Records for this exercise:
__________________________________________________
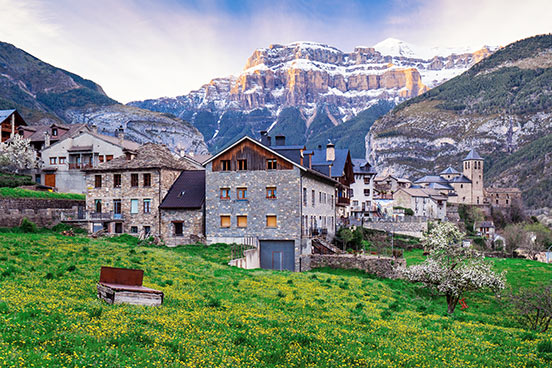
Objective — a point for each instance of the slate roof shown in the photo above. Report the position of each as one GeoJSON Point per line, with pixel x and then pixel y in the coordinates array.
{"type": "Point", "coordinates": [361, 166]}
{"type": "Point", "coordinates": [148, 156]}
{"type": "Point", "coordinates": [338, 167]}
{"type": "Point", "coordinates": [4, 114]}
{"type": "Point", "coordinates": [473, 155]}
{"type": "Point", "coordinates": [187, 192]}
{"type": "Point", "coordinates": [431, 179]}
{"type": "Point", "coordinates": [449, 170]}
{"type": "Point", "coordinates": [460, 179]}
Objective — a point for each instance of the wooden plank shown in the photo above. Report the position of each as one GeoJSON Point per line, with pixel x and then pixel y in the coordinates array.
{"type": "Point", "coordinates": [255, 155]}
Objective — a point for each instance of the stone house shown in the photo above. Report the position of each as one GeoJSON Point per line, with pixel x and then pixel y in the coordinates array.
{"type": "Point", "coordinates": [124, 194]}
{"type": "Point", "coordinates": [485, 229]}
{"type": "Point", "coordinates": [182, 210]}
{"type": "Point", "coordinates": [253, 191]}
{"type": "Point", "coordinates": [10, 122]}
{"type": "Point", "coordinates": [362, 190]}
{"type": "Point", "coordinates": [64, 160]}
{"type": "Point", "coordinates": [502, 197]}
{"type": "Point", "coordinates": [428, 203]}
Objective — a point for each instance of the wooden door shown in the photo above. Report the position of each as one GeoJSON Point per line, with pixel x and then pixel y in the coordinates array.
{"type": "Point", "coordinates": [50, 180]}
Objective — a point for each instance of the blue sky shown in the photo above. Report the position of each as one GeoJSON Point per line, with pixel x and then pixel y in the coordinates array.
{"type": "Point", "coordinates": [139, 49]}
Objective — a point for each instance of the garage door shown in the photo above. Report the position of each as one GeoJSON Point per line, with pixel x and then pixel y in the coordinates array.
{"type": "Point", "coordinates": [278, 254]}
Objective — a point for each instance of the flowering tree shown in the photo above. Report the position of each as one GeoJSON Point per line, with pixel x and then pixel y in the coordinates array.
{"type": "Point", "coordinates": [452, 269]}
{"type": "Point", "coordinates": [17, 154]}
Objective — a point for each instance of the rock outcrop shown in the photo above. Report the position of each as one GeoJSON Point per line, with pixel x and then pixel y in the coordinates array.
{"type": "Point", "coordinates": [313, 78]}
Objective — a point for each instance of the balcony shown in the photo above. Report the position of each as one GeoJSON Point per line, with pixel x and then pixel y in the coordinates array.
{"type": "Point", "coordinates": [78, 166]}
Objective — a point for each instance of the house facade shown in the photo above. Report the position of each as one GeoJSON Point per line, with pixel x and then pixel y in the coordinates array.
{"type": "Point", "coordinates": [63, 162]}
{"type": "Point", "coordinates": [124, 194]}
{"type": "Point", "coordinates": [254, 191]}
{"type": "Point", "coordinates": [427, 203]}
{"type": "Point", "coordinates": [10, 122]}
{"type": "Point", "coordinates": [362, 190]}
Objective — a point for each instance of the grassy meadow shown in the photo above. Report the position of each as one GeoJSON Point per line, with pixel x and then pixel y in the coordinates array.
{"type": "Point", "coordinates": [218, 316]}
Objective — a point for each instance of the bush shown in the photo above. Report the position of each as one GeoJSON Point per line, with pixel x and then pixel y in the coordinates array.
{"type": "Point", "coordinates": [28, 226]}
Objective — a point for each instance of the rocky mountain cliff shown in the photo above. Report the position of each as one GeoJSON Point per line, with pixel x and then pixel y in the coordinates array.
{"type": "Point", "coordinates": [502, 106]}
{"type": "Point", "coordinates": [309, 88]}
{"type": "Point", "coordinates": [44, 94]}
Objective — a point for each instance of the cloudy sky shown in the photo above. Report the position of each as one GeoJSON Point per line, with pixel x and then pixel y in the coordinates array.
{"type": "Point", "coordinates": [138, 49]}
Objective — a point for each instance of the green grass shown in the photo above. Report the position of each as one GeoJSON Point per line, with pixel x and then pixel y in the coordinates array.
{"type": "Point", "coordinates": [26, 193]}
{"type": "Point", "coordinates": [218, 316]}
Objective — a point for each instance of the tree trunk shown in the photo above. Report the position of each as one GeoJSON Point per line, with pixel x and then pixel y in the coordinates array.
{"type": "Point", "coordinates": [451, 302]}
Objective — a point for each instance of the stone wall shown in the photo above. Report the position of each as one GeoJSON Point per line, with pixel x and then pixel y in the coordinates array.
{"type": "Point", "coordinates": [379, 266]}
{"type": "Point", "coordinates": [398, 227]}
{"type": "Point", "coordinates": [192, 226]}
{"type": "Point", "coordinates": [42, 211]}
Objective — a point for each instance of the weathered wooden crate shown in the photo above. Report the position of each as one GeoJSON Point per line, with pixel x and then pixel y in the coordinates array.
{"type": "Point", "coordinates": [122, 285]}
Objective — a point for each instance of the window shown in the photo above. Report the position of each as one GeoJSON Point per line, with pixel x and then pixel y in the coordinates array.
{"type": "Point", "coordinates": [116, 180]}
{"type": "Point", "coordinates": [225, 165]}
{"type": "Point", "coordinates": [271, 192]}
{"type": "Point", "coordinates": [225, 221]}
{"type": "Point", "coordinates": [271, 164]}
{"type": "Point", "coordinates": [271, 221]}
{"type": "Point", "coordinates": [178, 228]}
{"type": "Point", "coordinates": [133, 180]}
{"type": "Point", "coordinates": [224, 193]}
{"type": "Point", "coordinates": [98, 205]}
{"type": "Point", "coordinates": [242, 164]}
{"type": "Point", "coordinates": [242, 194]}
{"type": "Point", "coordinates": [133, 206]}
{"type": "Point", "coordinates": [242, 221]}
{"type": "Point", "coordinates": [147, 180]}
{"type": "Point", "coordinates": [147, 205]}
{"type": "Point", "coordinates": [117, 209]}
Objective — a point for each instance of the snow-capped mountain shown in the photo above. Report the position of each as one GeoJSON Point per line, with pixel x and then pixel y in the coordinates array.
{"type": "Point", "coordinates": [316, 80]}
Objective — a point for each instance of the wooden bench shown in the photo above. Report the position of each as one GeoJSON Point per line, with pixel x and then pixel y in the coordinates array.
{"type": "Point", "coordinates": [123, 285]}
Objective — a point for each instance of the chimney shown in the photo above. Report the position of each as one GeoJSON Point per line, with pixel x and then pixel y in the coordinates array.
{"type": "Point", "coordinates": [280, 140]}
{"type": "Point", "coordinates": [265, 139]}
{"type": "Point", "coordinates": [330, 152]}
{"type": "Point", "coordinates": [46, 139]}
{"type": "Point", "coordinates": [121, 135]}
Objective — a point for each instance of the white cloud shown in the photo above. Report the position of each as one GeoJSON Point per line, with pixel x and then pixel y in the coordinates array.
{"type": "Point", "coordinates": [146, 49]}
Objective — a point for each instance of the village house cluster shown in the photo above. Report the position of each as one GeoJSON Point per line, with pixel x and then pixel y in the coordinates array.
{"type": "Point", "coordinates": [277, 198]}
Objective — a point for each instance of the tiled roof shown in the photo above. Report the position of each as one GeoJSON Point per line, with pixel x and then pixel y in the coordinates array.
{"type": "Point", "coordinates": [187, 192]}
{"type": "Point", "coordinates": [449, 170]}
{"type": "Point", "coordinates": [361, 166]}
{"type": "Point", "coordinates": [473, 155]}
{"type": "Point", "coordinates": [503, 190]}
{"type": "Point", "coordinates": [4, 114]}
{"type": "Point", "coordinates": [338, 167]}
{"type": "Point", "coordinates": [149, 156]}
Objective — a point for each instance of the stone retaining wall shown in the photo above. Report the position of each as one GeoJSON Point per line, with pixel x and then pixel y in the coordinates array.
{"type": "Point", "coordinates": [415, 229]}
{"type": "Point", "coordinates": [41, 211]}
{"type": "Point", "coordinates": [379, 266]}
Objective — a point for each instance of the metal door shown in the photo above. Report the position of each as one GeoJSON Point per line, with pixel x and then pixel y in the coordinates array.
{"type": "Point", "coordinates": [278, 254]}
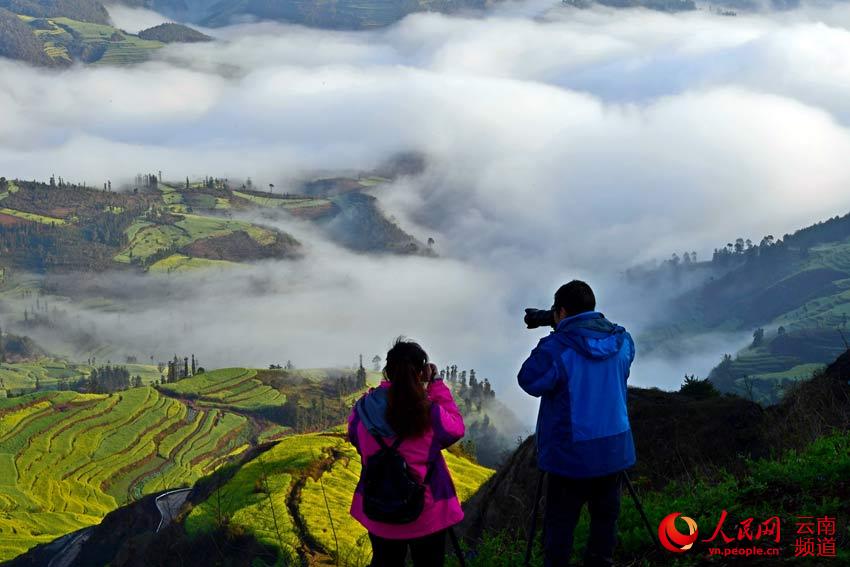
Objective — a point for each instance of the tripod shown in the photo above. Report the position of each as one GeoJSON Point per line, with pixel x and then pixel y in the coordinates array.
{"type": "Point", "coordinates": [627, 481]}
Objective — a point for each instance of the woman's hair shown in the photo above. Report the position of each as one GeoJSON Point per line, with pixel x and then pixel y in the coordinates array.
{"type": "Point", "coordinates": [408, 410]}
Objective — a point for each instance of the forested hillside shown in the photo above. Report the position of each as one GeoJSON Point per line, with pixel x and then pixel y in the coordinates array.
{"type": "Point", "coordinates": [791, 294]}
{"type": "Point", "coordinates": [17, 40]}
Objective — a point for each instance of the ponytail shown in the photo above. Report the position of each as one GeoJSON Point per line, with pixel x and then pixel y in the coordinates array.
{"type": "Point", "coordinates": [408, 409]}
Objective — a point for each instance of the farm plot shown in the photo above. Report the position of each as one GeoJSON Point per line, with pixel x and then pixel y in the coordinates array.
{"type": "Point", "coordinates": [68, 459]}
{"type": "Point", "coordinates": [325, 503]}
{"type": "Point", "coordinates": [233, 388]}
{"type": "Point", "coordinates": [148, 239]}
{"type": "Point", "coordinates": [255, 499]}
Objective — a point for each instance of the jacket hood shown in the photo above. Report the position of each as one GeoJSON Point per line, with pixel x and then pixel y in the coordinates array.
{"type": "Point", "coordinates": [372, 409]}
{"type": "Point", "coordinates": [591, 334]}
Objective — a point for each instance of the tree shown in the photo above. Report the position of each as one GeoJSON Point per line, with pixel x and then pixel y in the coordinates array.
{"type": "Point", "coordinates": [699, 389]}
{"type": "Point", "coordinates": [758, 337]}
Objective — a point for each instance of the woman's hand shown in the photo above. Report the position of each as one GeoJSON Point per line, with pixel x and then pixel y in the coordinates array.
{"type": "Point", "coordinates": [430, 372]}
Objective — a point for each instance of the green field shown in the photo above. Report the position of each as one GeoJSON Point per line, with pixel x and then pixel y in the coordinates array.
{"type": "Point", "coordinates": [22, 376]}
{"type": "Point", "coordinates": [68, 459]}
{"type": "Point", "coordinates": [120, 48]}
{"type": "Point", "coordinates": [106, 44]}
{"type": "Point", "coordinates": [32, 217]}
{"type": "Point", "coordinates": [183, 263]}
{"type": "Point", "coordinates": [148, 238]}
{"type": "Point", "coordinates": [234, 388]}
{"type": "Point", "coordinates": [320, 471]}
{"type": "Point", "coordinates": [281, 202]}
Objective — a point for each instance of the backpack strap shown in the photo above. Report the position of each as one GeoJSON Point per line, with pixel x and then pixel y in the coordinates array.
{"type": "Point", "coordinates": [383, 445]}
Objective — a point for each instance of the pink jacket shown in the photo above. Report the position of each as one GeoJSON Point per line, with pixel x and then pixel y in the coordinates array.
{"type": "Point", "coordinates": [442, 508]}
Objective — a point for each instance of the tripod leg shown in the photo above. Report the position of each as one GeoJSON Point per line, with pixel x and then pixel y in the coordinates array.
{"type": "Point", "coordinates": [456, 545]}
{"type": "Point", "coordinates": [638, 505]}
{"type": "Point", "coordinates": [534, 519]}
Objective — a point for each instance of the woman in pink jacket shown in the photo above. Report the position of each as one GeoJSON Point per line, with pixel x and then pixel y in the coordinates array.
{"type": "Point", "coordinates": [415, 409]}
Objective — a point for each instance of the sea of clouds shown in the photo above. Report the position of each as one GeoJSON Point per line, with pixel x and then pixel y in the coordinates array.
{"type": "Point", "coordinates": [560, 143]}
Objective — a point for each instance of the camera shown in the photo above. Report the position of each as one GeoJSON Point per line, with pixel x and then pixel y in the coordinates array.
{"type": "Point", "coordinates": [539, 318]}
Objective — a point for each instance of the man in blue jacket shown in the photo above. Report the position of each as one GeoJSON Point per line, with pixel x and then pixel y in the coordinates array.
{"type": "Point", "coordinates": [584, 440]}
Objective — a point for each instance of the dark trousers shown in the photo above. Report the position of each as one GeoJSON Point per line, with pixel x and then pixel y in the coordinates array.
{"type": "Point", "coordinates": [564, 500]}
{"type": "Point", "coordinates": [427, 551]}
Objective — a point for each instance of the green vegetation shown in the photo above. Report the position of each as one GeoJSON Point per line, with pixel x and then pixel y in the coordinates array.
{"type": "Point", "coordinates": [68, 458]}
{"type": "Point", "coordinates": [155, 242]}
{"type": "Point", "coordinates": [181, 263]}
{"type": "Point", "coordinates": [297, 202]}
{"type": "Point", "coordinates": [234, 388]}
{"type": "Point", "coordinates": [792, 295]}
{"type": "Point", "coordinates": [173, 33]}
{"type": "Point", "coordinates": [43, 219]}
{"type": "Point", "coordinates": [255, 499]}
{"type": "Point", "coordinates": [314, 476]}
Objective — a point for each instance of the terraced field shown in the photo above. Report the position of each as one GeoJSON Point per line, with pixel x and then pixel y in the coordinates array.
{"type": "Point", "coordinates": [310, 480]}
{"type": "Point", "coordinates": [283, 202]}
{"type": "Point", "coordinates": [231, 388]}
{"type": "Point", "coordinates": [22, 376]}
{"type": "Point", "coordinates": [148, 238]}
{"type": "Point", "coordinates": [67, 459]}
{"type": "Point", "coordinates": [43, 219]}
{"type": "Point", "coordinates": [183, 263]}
__________________________________________________
Exercise details: Extract every line from the one containing "Objective — a point for each instance of the man" through the last line of the data, inclusive, exactly as written.

Finished exercise:
Objective — a point for each instance of the man in blue jacket shown in the photo above. Report the position of each as one GeoJSON Point per line, with pixel x and then pixel y in the coordinates array.
{"type": "Point", "coordinates": [584, 440]}
Objective — a point for each instance of the dark trousers shown in the photo above. Report the position of each as one GeoJSON Point per line, with pixel x and then pixel y in the coordinates array.
{"type": "Point", "coordinates": [564, 500]}
{"type": "Point", "coordinates": [427, 551]}
Objective — a point for each instance of the green vegetation shown in the photo above. Report the position of each as one GeoJSON Point per line, with pixel x and then pixel y in the coordinates array.
{"type": "Point", "coordinates": [68, 458]}
{"type": "Point", "coordinates": [155, 242]}
{"type": "Point", "coordinates": [181, 263]}
{"type": "Point", "coordinates": [297, 202]}
{"type": "Point", "coordinates": [234, 388]}
{"type": "Point", "coordinates": [792, 295]}
{"type": "Point", "coordinates": [173, 33]}
{"type": "Point", "coordinates": [43, 219]}
{"type": "Point", "coordinates": [255, 499]}
{"type": "Point", "coordinates": [314, 476]}
Objective — a point for each instance of the terraced field shown in the photo above. Report the position of each as one GeoJSON Point per line, with pixel x and then pixel y in the coordinates array.
{"type": "Point", "coordinates": [310, 480]}
{"type": "Point", "coordinates": [283, 202]}
{"type": "Point", "coordinates": [231, 388]}
{"type": "Point", "coordinates": [22, 376]}
{"type": "Point", "coordinates": [148, 238]}
{"type": "Point", "coordinates": [67, 459]}
{"type": "Point", "coordinates": [43, 219]}
{"type": "Point", "coordinates": [183, 263]}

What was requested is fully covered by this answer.